Goal of the exercise: Here are some entries; quote each one exactly.

[Source records]
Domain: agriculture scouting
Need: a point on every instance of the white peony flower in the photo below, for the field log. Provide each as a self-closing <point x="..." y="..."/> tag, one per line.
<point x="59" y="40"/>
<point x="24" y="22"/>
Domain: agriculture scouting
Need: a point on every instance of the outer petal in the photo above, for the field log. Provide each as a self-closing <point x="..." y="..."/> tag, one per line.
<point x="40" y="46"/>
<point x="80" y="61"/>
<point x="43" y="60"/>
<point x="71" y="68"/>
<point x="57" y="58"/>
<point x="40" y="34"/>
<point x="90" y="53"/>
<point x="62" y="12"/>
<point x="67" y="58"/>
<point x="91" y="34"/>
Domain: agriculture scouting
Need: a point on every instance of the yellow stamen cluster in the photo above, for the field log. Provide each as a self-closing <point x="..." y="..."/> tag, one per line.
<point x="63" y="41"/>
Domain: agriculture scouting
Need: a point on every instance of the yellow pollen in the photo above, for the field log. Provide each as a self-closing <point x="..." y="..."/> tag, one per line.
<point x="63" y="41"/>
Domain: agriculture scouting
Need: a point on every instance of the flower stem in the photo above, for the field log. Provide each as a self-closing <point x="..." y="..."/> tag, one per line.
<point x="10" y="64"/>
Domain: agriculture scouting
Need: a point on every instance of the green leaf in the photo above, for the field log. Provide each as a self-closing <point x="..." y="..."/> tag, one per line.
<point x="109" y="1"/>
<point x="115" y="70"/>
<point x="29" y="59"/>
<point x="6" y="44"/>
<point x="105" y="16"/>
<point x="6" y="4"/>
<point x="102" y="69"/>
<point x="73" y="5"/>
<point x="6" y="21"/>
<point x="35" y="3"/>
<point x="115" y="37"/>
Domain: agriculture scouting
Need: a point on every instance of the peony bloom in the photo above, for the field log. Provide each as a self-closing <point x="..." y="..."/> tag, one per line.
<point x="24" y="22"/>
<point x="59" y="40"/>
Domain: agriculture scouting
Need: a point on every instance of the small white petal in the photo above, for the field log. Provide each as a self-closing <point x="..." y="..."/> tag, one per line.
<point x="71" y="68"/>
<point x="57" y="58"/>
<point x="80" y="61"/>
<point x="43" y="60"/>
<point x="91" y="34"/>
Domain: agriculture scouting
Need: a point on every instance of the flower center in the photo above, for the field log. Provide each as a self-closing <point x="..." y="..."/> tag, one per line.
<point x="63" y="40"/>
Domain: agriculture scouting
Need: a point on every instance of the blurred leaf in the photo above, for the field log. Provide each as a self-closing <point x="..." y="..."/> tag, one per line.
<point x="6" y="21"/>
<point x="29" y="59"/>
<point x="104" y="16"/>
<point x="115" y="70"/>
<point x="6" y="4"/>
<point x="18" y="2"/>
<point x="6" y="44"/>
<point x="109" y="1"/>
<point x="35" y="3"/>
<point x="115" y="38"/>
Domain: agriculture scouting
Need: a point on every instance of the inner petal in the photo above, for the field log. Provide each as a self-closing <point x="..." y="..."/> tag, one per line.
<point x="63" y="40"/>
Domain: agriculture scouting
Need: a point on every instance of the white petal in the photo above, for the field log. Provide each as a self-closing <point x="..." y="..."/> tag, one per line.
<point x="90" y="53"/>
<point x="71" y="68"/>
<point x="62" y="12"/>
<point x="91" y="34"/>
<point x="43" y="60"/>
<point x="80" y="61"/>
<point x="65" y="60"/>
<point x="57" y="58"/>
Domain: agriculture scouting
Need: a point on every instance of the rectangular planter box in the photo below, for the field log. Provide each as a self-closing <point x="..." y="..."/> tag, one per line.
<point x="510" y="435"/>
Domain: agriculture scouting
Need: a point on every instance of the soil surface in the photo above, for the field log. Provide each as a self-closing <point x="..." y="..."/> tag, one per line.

Result of the exercise:
Domain: agriculture scouting
Need: a point on every instance of the white peony flower in the photo below, for the field log. Provide each as a self-closing <point x="..." y="..."/> tag, one per line.
<point x="59" y="40"/>
<point x="24" y="22"/>
Domain: agriculture scouting
Need: a point on every instance of the outer petal in the photo above, for the field log. Provide each as a self-closing <point x="..." y="..."/> tag, one per line.
<point x="40" y="46"/>
<point x="80" y="61"/>
<point x="43" y="60"/>
<point x="71" y="68"/>
<point x="57" y="58"/>
<point x="40" y="34"/>
<point x="90" y="53"/>
<point x="62" y="12"/>
<point x="67" y="58"/>
<point x="91" y="34"/>
Domain: agriculture scouting
Need: a point on every instance of the yellow stamen cluster in the photo above, for the field log. Provide each as a self-closing <point x="..." y="..."/> tag, one per line.
<point x="63" y="41"/>
Domain: agriculture scouting
Need: a point on every instance of the yellow pollen in the photo above, for the field log. Provide each as a self-closing <point x="..." y="..."/> tag, one per line.
<point x="63" y="41"/>
Domain: agriculture scouting
Need: a point on every instance of the flower stem in the photo above, for the field log. Provide each as a self-closing <point x="..." y="..."/> tag, one per line.
<point x="10" y="64"/>
Domain: agriculture scouting
Need: a point on every instance of the green leaf in the photo above, for the field log. Provide each as a self-closing <point x="..." y="..."/> tag, one per line.
<point x="109" y="1"/>
<point x="115" y="70"/>
<point x="29" y="59"/>
<point x="6" y="44"/>
<point x="105" y="16"/>
<point x="6" y="4"/>
<point x="102" y="69"/>
<point x="73" y="5"/>
<point x="6" y="21"/>
<point x="35" y="3"/>
<point x="115" y="37"/>
Domain: agriculture scouting
Need: a point on every instance of the peony bloom in the photo above, for the field log. Provide each as a self-closing <point x="..." y="..."/> tag, one per line.
<point x="24" y="22"/>
<point x="59" y="40"/>
Domain: agriculture scouting
Need: a point on every instance of the small white petal in the photo above, for the field log. Provide each as a self-closing <point x="..." y="..."/> tag, one per line.
<point x="71" y="68"/>
<point x="57" y="58"/>
<point x="80" y="61"/>
<point x="43" y="60"/>
<point x="91" y="34"/>
Domain: agriculture scouting
Need: a point on every instance of the flower center in the photo above, for the field log. Provide each as a self-closing <point x="..." y="..."/> tag, one per line.
<point x="63" y="40"/>
Domain: agriculture scouting
Need: a point on every instance of the blurred leaf in the photo above, for the field log. Provide each as a self-closing <point x="..." y="..."/> tag, one per line.
<point x="6" y="21"/>
<point x="29" y="59"/>
<point x="104" y="16"/>
<point x="115" y="70"/>
<point x="6" y="4"/>
<point x="18" y="2"/>
<point x="6" y="44"/>
<point x="109" y="1"/>
<point x="35" y="3"/>
<point x="115" y="38"/>
Domain: agriculture scouting
Need: a point on every instance of the inner petal in the photo above, for the field log. Provide each as a self-closing <point x="..." y="..."/> tag, one per line.
<point x="63" y="40"/>
Domain: agriculture scouting
Need: a point on every instance of the white petal in the photo above, for the field log. Provide each as a self-closing <point x="..." y="..."/> tag, one per line.
<point x="90" y="53"/>
<point x="71" y="68"/>
<point x="62" y="12"/>
<point x="91" y="34"/>
<point x="43" y="60"/>
<point x="80" y="61"/>
<point x="65" y="60"/>
<point x="57" y="58"/>
Domain: agriculture scouting
Need: a point on every instance of the rectangular planter box in the photo below, for the field log. Provide each as a self-closing <point x="..." y="..."/> tag, one per line.
<point x="510" y="435"/>
Domain: agriculture scouting
Need: a point on every instance of the soil surface in the photo above, for the field log. Provide each as a self-closing <point x="..." y="..."/> tag, one per line.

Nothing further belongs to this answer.